Source records:
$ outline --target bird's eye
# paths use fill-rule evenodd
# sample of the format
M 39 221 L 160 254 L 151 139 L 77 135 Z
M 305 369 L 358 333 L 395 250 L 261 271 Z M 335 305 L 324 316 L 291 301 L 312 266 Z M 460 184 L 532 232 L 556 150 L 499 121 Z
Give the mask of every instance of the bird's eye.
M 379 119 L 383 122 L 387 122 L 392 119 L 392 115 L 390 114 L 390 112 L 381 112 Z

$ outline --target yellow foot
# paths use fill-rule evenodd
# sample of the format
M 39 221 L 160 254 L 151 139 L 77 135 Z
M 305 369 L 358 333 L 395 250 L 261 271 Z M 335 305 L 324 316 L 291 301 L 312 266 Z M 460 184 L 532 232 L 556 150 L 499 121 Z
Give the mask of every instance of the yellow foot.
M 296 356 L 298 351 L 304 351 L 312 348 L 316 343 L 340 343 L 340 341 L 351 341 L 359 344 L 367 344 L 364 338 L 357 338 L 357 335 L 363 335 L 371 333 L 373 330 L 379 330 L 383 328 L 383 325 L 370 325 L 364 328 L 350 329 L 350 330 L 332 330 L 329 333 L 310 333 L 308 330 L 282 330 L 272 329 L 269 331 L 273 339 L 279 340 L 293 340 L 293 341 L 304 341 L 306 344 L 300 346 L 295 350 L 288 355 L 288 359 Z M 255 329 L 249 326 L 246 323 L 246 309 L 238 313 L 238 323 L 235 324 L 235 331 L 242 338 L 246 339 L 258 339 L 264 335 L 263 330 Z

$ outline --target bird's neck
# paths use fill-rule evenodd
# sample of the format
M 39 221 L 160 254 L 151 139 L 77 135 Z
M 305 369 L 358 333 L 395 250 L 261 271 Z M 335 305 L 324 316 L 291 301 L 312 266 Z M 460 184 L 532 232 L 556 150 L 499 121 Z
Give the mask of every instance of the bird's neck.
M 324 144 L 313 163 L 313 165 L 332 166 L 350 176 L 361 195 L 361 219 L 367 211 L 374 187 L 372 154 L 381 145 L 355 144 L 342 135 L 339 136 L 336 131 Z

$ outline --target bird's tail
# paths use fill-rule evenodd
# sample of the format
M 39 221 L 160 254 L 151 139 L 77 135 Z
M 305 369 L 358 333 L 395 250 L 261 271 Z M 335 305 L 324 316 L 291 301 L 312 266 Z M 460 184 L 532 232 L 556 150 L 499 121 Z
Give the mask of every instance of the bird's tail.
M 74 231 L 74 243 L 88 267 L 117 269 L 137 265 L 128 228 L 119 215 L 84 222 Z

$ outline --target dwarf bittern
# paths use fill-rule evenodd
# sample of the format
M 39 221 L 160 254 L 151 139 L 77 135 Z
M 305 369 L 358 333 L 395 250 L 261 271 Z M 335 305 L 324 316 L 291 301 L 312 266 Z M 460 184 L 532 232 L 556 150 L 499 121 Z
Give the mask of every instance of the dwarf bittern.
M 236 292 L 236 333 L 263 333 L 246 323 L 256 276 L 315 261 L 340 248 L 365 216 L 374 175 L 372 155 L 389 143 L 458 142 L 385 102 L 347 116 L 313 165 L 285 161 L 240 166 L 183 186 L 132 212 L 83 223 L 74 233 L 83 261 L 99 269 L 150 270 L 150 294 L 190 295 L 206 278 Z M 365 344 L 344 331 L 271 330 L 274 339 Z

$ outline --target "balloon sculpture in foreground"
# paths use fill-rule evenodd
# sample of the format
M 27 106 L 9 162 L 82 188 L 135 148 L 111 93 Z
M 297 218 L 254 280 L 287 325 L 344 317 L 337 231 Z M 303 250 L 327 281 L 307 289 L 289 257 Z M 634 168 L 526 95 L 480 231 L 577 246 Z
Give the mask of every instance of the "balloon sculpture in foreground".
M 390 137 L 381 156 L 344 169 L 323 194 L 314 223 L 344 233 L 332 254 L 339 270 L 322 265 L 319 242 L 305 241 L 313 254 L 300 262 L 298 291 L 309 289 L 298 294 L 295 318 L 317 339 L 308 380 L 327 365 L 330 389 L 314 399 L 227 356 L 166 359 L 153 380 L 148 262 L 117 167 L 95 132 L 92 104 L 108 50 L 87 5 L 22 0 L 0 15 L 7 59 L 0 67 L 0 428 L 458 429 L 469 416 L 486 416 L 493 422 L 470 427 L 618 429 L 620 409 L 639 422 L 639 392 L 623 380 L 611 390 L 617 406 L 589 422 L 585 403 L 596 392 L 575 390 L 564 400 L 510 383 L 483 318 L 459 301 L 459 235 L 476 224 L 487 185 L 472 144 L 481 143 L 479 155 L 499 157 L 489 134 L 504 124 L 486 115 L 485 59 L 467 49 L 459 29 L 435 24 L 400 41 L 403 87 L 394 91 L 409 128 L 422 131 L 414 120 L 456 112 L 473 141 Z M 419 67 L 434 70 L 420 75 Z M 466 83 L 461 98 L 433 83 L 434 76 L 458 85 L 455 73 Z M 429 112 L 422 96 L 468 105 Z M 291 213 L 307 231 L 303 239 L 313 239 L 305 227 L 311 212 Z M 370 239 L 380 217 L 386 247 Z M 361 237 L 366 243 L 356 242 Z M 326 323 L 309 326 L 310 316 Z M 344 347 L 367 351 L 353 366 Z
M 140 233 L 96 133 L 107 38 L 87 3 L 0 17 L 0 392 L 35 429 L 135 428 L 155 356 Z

▸ To be done: Can you put all the lines above into a numbered list, leaving out the blank ones?

▸ Answer to this problem:
1. $ outline --target bird's eye
2. # paths use fill-rule evenodd
3. # sample of the format
4. M 39 221 L 160 254 L 151 139 L 77 135 Z
5. M 305 369 L 358 333 L 395 250 L 261 271 Z M 335 305 L 324 316 L 291 301 L 312 266 Z M 460 184 L 532 232 L 556 150 L 499 121 Z
6. Give the mask of every instance of the bird's eye.
7. M 379 119 L 383 122 L 387 122 L 392 119 L 392 115 L 390 114 L 390 112 L 381 112 Z
8. $ outline --target yellow foot
9. # paths use fill-rule evenodd
10. # sample of the format
11. M 39 221 L 160 254 L 151 139 L 77 135 Z
12. M 305 369 L 358 333 L 395 250 L 261 271 Z M 335 305 L 324 316 L 291 301 L 312 266 Z M 460 184 L 532 232 L 556 150 L 499 121 Z
13. Give the mask of every instance of the yellow foot.
14. M 296 356 L 298 351 L 304 351 L 312 348 L 316 343 L 340 343 L 340 341 L 351 341 L 359 344 L 367 344 L 364 338 L 357 338 L 357 335 L 363 335 L 371 333 L 373 330 L 379 330 L 383 328 L 383 325 L 370 325 L 364 328 L 350 329 L 350 330 L 332 330 L 329 333 L 310 333 L 308 330 L 282 330 L 272 329 L 269 331 L 273 339 L 279 340 L 293 340 L 293 341 L 304 341 L 306 344 L 300 346 L 295 350 L 288 355 L 288 359 Z M 255 329 L 249 326 L 246 323 L 246 309 L 238 313 L 238 323 L 235 324 L 235 331 L 242 338 L 246 339 L 258 339 L 264 335 L 263 330 Z
15. $ outline --target bird's neck
16. # paths use fill-rule evenodd
17. # sample of the format
18. M 39 221 L 160 254 L 151 139 L 77 135 Z
19. M 305 369 L 358 333 L 395 250 L 261 271 Z M 335 305 L 324 316 L 291 301 L 312 266 Z M 460 184 L 532 232 L 556 150 L 499 121 Z
20. Give the mask of every instance of the bird's neck.
21. M 324 144 L 313 163 L 313 165 L 332 166 L 350 176 L 361 195 L 361 219 L 367 211 L 374 187 L 372 154 L 381 145 L 355 144 L 342 135 L 339 136 L 336 131 Z
22. $ outline --target bird's tail
23. # paths use fill-rule evenodd
24. # sample of the format
25. M 39 221 L 160 254 L 151 139 L 77 135 Z
26. M 305 369 L 358 333 L 395 250 L 261 271 Z M 335 305 L 324 316 L 291 301 L 312 266 Z M 460 184 L 532 232 L 556 150 L 499 121 Z
27. Give the mask of every instance of the bird's tail.
28. M 74 231 L 74 243 L 88 267 L 117 269 L 137 265 L 128 228 L 119 215 L 84 222 Z
29. $ outline --target dwarf bittern
30. # paths use fill-rule evenodd
31. # sample of the format
32. M 39 221 L 160 254 L 151 139 L 77 135 Z
33. M 305 369 L 358 333 L 395 250 L 261 271 Z M 335 305 L 324 316 L 291 301 L 312 266 Z M 460 184 L 532 232 L 556 150 L 499 121 Z
34. Give the mask of every instance of the dwarf bittern.
35. M 236 292 L 236 333 L 263 333 L 246 323 L 256 276 L 315 261 L 340 248 L 365 216 L 374 175 L 372 155 L 389 143 L 458 142 L 385 102 L 347 116 L 313 165 L 285 161 L 240 166 L 183 186 L 132 212 L 83 223 L 74 233 L 83 261 L 99 269 L 150 270 L 150 294 L 190 295 L 206 278 Z M 365 344 L 344 331 L 271 330 L 274 339 Z
36. $ outline --target "balloon sculpture in foreground"
37. # paths use fill-rule evenodd
38. # sample of the format
39. M 27 106 L 9 162 L 82 188 L 135 148 L 111 93 Z
40. M 297 218 L 254 280 L 287 325 L 344 317 L 337 231 Z M 303 250 L 327 281 L 307 289 L 289 257 Z M 634 168 L 526 95 L 480 231 L 577 246 Z
41. Give the mask of every instance of the "balloon sculpture in foreground".
42. M 390 137 L 381 156 L 344 169 L 323 194 L 314 223 L 344 233 L 332 254 L 339 270 L 322 265 L 319 242 L 305 241 L 313 254 L 300 262 L 298 291 L 309 289 L 298 294 L 295 318 L 317 339 L 308 380 L 327 365 L 330 389 L 314 399 L 227 356 L 166 359 L 153 380 L 148 262 L 117 167 L 95 132 L 92 104 L 108 50 L 87 5 L 22 0 L 0 15 L 7 59 L 0 67 L 0 428 L 458 429 L 469 416 L 486 416 L 493 422 L 470 427 L 618 429 L 620 409 L 639 422 L 639 392 L 623 380 L 611 390 L 617 406 L 589 422 L 585 403 L 596 392 L 575 390 L 564 400 L 510 383 L 483 318 L 459 301 L 459 235 L 476 224 L 487 185 L 472 144 L 481 143 L 479 155 L 499 157 L 489 134 L 504 124 L 486 115 L 485 59 L 467 49 L 459 29 L 435 24 L 400 41 L 403 87 L 394 91 L 409 128 L 422 131 L 414 120 L 456 112 L 473 141 Z M 419 67 L 434 70 L 420 75 Z M 466 83 L 461 98 L 433 83 L 434 76 L 458 85 L 455 73 Z M 429 112 L 422 96 L 468 105 Z M 291 213 L 307 231 L 303 239 L 313 239 L 305 227 L 311 212 Z M 370 239 L 380 217 L 386 247 Z M 361 237 L 366 243 L 356 242 Z M 326 323 L 309 326 L 310 316 Z M 344 347 L 367 351 L 353 366 Z
43. M 140 233 L 96 133 L 107 38 L 87 3 L 0 17 L 0 392 L 35 429 L 135 428 L 155 356 Z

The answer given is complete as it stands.